■ **EXERCISE OBJECTIVE**: Copy each entry below exactly. No images.

*** Opening DATA FOR THIS EXERCISE ***

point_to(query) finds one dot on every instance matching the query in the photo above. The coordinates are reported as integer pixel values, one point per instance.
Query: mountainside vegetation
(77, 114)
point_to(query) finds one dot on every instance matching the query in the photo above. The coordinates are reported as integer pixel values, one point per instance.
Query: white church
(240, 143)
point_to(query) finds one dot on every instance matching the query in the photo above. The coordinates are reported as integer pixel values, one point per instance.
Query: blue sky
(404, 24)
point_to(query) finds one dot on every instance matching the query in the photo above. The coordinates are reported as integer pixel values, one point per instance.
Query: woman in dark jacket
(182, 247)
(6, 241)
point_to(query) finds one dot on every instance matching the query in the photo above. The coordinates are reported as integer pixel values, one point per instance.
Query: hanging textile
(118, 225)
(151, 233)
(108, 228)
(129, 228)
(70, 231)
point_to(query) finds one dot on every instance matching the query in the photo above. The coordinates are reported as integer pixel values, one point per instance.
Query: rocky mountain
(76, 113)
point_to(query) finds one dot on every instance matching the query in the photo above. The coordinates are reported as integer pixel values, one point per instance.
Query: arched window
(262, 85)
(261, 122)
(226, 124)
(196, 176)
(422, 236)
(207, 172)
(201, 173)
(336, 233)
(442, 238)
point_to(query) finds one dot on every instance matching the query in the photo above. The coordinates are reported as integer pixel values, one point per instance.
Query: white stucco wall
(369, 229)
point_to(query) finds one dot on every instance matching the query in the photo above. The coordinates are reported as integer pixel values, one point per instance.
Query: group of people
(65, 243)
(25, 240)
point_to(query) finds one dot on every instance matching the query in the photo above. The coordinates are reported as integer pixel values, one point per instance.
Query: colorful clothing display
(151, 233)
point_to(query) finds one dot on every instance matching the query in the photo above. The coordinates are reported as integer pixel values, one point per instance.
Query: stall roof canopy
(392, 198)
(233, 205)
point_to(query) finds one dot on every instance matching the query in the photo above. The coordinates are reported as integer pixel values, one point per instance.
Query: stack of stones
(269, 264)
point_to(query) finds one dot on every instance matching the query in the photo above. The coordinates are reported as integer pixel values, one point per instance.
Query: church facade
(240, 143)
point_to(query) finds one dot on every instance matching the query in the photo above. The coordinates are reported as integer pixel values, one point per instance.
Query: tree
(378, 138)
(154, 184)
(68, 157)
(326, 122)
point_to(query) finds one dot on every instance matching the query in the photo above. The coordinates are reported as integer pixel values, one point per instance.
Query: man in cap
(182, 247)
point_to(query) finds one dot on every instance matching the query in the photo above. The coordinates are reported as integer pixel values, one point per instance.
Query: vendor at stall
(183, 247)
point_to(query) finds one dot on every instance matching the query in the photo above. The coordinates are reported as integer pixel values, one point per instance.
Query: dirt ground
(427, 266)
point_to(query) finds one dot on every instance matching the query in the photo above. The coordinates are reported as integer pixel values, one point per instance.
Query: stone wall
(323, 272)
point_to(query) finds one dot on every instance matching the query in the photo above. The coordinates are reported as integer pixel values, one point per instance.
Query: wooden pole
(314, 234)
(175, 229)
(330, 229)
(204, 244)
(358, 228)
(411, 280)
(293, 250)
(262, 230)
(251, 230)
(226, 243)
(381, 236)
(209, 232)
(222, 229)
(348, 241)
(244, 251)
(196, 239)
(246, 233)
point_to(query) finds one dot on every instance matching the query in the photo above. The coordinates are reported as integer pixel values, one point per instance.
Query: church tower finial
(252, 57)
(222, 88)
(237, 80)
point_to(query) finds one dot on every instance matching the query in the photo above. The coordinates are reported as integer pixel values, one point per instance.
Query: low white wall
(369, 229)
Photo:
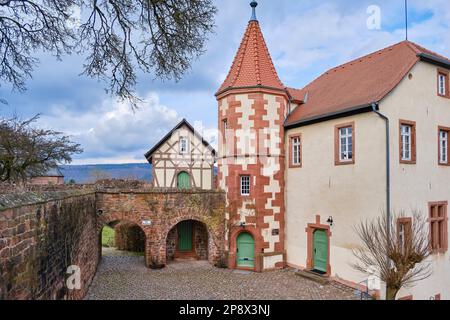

*** Closing DATA FOR THIS EXERCISE ***

■ **TASK RESPONSE**:
point_to(query) finds one dot on every instance matching the query in the photo above. The coordinates are reported as integer pixel values, one point per instance.
Query: mountainside vegetation
(77, 114)
point_to(query) finds one dot on every instance matching the query in the photo above. The coordinates are reported as integer pixel values, one point per instance.
Query: white church
(240, 143)
point_to(query) finds one dot on every instance matching the query in the photo above. The coordinates are reported as integer pixel values, one point per instance.
Query: blue sky
(404, 24)
point_to(query) finds one dot on every instance matching the query in the photo above. The coordinates are reported as integer pixel values, one point per instance.
Query: woman in dark jacket
(182, 247)
(6, 241)
point_to(query) finds one dot on every instance matching the query in the photo above. The coordinates are reported as integer pixel values, one point per instance.
Query: hanging textile
(118, 225)
(151, 233)
(108, 228)
(129, 228)
(70, 231)
point_to(query) finds one dot on every instance matching the query in the photo above. The coordinates are reported as integer pixel values, one point per instance.
Query: rocky mountain
(76, 113)
point_to(query) finds one dot on every instance matching the query in the photo above. The coordinates are reported as integer pixel values, one point per instance.
Query: arched window
(262, 85)
(261, 122)
(226, 124)
(196, 176)
(422, 236)
(207, 172)
(201, 173)
(336, 233)
(442, 238)
point_to(query) finds one dot on every instance matching the query in the photo above. The coordinates are reported as integer pixel values, one point per instance.
Query: white stucco wall
(369, 229)
point_to(query) finds one dot on every instance matching the query in the photo above. The coordinates are reported as integer pixel values, one point per instance.
Query: group of people
(65, 243)
(25, 240)
point_to(query) finds one dot on every instance matching the query in the photo above. The coordinates are reported as integer pixel values, one point per instance.
Query: colorful clothing display
(151, 233)
point_to(query) finds one dot on every instance matching the query in the photo above. The coordinates are reported as integer pixel values, one point per instance.
Query: stall roof canopy
(392, 198)
(233, 205)
point_to(query) finds one dot on every instance matching the query in the photo above. The coordinates are reported as integer pixel values, one point per instance.
Query: stack of stones
(269, 264)
point_to(query) finds one dot on every instance matching the query in the photo above. The coordinates are reported as integer pixel values, one point per instance.
Query: church facade
(240, 143)
point_to(query) finds one dot on every instance matching the query in the photo above. The coordinates are reported as integer pixel values, one point per instance.
Query: tree
(378, 138)
(154, 184)
(68, 157)
(326, 122)
point_to(query) finds one dot on every instance matching the query in the photo above. The coordinates are reported as integer pixel values, one point per instance.
Query: man in cap
(182, 247)
point_to(query) finds one dot on every instance matching the query in the photo above. The coordinates are reported as integer pixel values, one point per instance.
Query: vendor at stall
(183, 247)
point_to(query) finds one dot on every instance matching the query in the photo above. The coordinates are reported as integer pixel values, one point per instance.
Query: dirt ground
(427, 266)
point_to(query) finds one dot on every instance matching the query in the photo above. The coordinates are reported as integer pixel values, one point per instance.
Query: stone wall
(323, 272)
point_to(query) finds one dot on every instance matching the query in the photo above. The coordinates are reported as integer pixel values, one point per instance.
Query: wooden pole
(314, 234)
(175, 229)
(330, 229)
(204, 244)
(358, 228)
(411, 280)
(293, 250)
(262, 230)
(251, 230)
(226, 243)
(381, 236)
(209, 232)
(222, 229)
(348, 241)
(244, 251)
(196, 239)
(246, 233)
point_to(query) finds one dot on every instance matching the query in the photo above. The coordinates are reported as integer pixel values, one point per instance.
Query: church tower finial
(252, 57)
(222, 88)
(237, 80)
point_to(query) finds one dot on every instance matching the query in the photo above. The coordinates are reported as integer pixel values, one point per instance.
Query: low white wall
(369, 229)
Photo:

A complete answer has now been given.